# [What is expected]
Line by line, the entries below are to be reproduced unaltered.

(Dataset entries)
----------

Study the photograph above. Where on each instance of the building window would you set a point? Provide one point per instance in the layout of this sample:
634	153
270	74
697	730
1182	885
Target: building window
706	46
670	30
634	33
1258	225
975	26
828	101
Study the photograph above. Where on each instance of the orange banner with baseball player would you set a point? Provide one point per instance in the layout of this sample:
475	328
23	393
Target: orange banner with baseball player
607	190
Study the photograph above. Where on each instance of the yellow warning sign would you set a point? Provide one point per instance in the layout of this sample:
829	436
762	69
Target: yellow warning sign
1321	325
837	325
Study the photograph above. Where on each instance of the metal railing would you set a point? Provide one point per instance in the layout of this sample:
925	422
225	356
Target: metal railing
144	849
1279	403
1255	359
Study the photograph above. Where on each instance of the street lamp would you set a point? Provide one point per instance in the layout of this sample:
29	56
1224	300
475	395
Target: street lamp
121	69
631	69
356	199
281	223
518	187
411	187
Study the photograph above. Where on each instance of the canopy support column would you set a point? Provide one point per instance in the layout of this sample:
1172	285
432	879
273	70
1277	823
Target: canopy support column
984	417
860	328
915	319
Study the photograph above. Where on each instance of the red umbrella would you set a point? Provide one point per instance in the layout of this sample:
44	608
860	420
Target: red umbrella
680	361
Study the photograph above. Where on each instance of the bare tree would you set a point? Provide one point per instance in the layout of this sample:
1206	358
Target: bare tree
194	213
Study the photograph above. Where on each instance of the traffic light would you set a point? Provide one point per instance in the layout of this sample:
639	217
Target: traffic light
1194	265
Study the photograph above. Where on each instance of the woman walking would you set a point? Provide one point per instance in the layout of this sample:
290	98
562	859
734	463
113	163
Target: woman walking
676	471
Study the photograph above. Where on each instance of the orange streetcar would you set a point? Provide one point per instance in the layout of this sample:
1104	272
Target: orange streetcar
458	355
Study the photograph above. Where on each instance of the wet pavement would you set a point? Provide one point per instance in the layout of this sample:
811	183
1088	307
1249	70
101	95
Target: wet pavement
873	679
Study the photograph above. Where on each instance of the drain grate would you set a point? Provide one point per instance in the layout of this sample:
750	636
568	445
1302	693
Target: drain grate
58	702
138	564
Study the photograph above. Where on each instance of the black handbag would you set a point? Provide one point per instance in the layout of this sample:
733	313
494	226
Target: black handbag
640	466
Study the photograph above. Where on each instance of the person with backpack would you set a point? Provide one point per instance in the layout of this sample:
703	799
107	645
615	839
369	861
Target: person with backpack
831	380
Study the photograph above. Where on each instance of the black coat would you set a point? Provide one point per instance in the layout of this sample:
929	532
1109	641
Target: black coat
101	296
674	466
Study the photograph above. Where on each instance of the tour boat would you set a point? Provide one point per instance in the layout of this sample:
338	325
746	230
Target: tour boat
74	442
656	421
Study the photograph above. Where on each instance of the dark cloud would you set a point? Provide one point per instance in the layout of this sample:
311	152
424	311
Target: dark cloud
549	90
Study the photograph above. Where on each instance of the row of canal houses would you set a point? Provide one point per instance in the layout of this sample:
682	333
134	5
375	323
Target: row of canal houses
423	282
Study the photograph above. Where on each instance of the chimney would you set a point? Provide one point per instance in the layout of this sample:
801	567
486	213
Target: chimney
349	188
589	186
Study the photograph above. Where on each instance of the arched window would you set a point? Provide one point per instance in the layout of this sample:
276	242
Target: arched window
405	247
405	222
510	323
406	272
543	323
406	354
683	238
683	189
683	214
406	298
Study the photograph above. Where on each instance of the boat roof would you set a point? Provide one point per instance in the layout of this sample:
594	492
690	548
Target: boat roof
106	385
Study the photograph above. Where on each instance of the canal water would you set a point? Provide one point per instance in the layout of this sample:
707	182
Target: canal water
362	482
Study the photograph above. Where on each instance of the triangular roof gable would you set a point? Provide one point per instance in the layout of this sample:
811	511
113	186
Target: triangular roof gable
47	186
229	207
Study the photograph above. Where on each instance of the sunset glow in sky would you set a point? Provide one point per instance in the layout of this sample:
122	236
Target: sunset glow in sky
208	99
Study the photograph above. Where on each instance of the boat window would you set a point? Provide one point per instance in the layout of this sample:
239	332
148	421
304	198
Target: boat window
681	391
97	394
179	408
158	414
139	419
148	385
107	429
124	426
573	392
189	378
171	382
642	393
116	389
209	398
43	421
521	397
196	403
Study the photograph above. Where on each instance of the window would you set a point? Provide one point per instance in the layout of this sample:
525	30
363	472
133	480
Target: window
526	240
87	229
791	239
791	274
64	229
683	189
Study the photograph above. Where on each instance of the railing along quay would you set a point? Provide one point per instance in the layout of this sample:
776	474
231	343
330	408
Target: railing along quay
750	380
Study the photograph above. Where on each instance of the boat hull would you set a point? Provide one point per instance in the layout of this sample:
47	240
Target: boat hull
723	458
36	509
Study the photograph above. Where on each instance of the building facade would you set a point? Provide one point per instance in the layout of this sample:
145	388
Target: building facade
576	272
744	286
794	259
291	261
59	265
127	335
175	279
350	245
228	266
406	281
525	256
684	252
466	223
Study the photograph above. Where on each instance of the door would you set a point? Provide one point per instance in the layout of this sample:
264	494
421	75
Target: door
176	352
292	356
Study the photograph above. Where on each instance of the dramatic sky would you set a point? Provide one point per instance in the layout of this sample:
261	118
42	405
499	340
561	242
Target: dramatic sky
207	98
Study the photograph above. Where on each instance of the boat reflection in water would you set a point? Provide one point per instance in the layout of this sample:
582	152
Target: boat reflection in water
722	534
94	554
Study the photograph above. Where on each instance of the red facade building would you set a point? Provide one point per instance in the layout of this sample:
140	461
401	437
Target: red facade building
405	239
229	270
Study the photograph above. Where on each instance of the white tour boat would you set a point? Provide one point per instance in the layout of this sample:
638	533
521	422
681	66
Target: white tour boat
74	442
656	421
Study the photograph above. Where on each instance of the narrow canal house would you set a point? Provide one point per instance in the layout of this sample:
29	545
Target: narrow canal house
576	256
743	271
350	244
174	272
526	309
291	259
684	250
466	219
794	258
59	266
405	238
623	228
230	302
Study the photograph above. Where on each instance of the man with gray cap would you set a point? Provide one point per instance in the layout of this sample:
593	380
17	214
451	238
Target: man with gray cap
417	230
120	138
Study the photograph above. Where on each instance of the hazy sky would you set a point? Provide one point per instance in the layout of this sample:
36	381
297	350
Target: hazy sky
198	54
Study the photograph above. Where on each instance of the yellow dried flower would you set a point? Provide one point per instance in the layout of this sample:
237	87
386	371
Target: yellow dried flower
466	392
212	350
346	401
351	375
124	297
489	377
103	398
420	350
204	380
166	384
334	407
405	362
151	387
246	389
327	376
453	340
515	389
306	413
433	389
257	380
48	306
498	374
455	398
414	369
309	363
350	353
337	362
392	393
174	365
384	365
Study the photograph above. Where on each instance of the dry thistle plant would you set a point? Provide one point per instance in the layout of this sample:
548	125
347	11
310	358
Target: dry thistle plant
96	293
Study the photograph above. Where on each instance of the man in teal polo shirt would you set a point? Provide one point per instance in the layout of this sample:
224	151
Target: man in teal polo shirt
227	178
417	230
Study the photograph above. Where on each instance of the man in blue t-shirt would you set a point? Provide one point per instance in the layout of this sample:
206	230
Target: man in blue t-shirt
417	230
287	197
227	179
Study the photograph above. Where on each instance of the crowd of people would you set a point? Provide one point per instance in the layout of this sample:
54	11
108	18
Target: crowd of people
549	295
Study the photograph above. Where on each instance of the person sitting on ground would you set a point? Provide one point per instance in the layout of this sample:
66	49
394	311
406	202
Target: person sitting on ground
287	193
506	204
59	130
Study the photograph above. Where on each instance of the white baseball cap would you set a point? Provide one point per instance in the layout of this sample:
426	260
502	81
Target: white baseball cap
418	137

----------

# [Exercise answer]
Study the photograph above. Where on each instance of the building window would you set a point? Provide one point per instance in the layout of this sample:
634	153
270	74
697	730
1182	885
Target: building window
706	46
670	30
634	33
1258	225
975	26
828	101
Study the photograph above. Where on each instance of the orange banner with baseball player would you set a point? Provide one point per instance in the layout of this sample:
475	328
23	393
Target: orange banner with baseball player
607	190
Study the photograph above. Where on each instance of the yellow warning sign would you set a point? Provide one point per instance in the layout of this sample:
829	436
762	69
Target: yellow warning sign
1321	325
837	325
Study the photograph above. Where on each instance of the metal railing would you set a point? Provide one point per instance in the layout of this sample:
925	422
225	356
Target: metal railing
144	849
1279	403
1255	359
Study the photograph above. Where on each instance of the street lamp would you set a point? Provide one point per instance in the layout of this sample:
29	56
1224	300
475	395
Target: street lamp
121	69
631	69
356	199
281	223
518	187
411	187
Study the photograph above. Where on each instance of the canopy support column would you set a point? Provide one point per instance in the layout of this sample:
1172	285
432	879
273	70
1277	823
Target: canopy support column
984	417
860	328
915	319
Study the photograph above. Where on each instance of the red umbrella would you set a point? Provide one point per instance in the layout of this sample:
44	608
860	420
Target: red umbrella
680	361
Study the photograph above. Where on each instance of the bare tree would you set a point? Provide one point per instance in the layout of this sample:
1206	358
Target: bare tree
194	213
Study the photograph above. Where on each instance of the traffic light would you set a point? Provide one point per instance in the layout of this sample:
639	217
Target: traffic light
1194	265
Study the photograph above. Where on each instance of the woman walking would you set a point? Provide one point per instance in the layout of this sample:
290	98
562	859
734	463
113	163
Target: woman walking
676	471
Study the photograph above. Where on each instance of the orange streetcar would you set a point? Provide one point per instance in the layout of this sample:
1104	272
Target: orange streetcar
458	355
Study the photograph above. Where on each instance of the wet pavement would you set a point? Provide one point per instance in the layout of this sample:
811	183
1088	307
1249	70
101	95
Target: wet pavement
873	679
Study the photograph above. Where on each instance of the drain grate would you set a point? Provide one point per instance in the layout of this sample:
750	636
568	445
1302	693
Target: drain grate
58	702
138	564
Study the photograph above. Where on each instance of the black handbag would you set a point? Provide one point per instance in the layout of this sample:
733	313
494	226
Target: black handbag
640	466
Study the photograph above. Where on each instance of the person with backpack would you set a point? Provide one point per instance in the layout of this sample:
703	799
107	645
615	839
369	861
Target: person with backpack
831	380
Study the photograph above. Where on each instance of the black coat would you set a point? Provide one point per instance in the layout of this sample:
929	532
1109	641
Target: black coat
101	296
674	466
Study the photograph above. Where on each instance of the tour boat would you set a point? Provide one point per instance in the layout of this sample:
338	325
746	230
Target: tour boat
74	442
656	421
Study the photograph above. Where on each instance of the dark cloud would you set a point? Provide one point per instance in the layout of this sample:
311	152
424	311
Target: dark cloud
549	90
Study the photograph above. Where on each instance of the row of canal houses would you set a point? Provide one point per instance in the layout of this sample:
682	333
134	5
375	323
Target: row of canal houses
423	282
Study the photograph above. Where on each instance of the chimney would you set a point? Provide one point per instance in the layout of this sample:
801	567
486	213
Target: chimney
349	188
589	186
Study the photograph above. Where on each instance of the arched window would you set a point? Provide one point per instance in the layout of this sample:
276	242
Target: arched window
405	247
405	222
510	323
406	272
543	323
406	354
683	238
683	189
683	214
406	298
Study the photograph above. Where on each instance of the boat roof would you set a point? Provide one point per instance in the layout of this sample:
594	492
690	548
Target: boat roof
106	385
Study the photograph above. Where on each instance of the canal water would you set a point? Provide one point per instance in the layout of this sample:
707	182
Target: canal water
362	482
Study the photograph above. Where on each instance of the triangular roof gable would you set a point? Provide one point per instance in the layout of this sample:
811	511
113	186
Target: triangular roof gable
47	186
229	207
Study the photograph above. Where on each instance of the sunset glow in sky would you set a point? Provide one point per instance in the layout of this sample:
122	236
Target: sunset glow in sky
208	99
Study the photograph above. Where on each instance of the boat window would you set a point? Provide one point per instance in the layout of this sample:
239	332
148	421
304	198
Target: boat window
681	391
97	394
179	408
158	414
139	419
148	385
107	429
124	426
573	392
189	378
171	382
642	393
116	389
209	398
43	421
521	397
196	403
Study the photograph above. Where on each instance of the window would you set a point? Provide one point per instance in the layout of this sample:
525	30
363	472
133	480
Target: window
526	240
87	229
791	239
791	274
64	229
683	189
Study the photograph above. Where on each instance of the railing along quay would you set a point? Provide one point per instance in the layout of this sample:
776	474
231	343
330	408
Target: railing along quay
750	380
Study the photograph above. Where on each instance of the boat hull would you set a point? Provide one point per instance in the layout of this sample:
47	240
Target: boat hull
723	458
36	509
Study the photograph above. Where on each instance of the building facade would you set a point? Provide one point per instance in the layout of this sample:
145	388
Target: building facade
576	272
744	286
794	259
291	261
59	265
127	335
175	279
350	245
228	266
406	281
525	256
684	252
466	223
Study the photograph above. Where on each instance of the door would you set a point? Provide one point per instance in the layout of this sample:
264	494
421	75
Target: door
176	352
292	356
Study the photograph above. Where on each instance of the dramatic sky would you set a point? Provide one point per instance in the layout of this sample:
261	118
42	405
499	340
561	242
Target: dramatic sky
207	98
Study the photograph above. Where on each instance of the boat reflection in water would you set a point? Provide one point per instance in the layout of this sample:
582	152
Target: boat reflection in water
722	534
94	554
Study the photograph above. Where on each instance of the red facade building would you set a point? Provide one point per instance in the layout of this sample:
140	461
401	437
Target: red facade building
405	239
229	270
Study the photograph above. Where on each instance of the white tour boat would you set a point? Provide one point per instance in the layout of this sample:
638	533
521	422
681	66
Target: white tour boat
74	442
656	421
Study the photograph above. Where on each instance of the narrow canal house would you set a point? Provide one point per instance in the layout of this sample:
29	545
Target: narrow canal house
576	256
743	271
350	244
174	272
526	309
291	259
684	250
466	219
794	258
59	266
405	238
623	228
230	302
Study the photograph above. Where on each instance of the man with gray cap would you set a point? Provide one point per instance in the layout of this sample:
593	380
17	214
451	238
Target: man with gray cap
417	230
120	138
Study the photograph above. Where on each instance of the hazy sky would you set a point? Provide one point per instance in the layout of this sample:
36	381
297	350
Target: hazy sky
198	54
Study the photograph above. Where on each instance of the yellow dried flower would you set a point? Provide one point per instance in the layout of this sample:
237	87
386	371
Target: yellow dried flower
466	392
212	350
346	401
351	375
124	297
489	377
103	398
420	350
204	380
166	384
334	407
405	362
151	387
246	389
327	376
453	340
515	389
306	413
433	389
257	380
48	306
498	374
455	398
414	369
309	363
350	353
337	362
392	393
174	365
384	365
Study the photograph above. Where on each instance of the dry thistle plant would you set a point? Provide one point per instance in the layout of this sample:
548	125
347	11
310	358
Target: dry thistle plant
96	293
Study the photograph above. Where on each instance of the man in teal polo shirt would you set a point? Provide one point per instance in the layout of this sample:
224	151
Target: man in teal polo shirt
227	178
417	230
Study the photograph above. Where on each instance of the man in blue t-shirt would you set a point? Provide one point per instance in the layout of this sample:
206	230
Target: man in blue t-shirt
417	230
287	197
227	179
Study the photograph above. Where on each instance of the crowd of people would you set a point? Provide one point per instance in the layout of this sample:
54	11
108	18
Target: crowd of people
549	295
Study the photograph above. Where on each instance of the person sitting on ground would you set a point? Provide one point per instance in the layout of this sample:
66	49
394	311
406	202
Target: person sitting on ground
287	193
506	204
59	130
Study the photograph above. Where on each instance of the white baseball cap would you set a point? Provide one point per instance in the layout of this sample:
426	260
502	81
Target: white baseball cap
418	137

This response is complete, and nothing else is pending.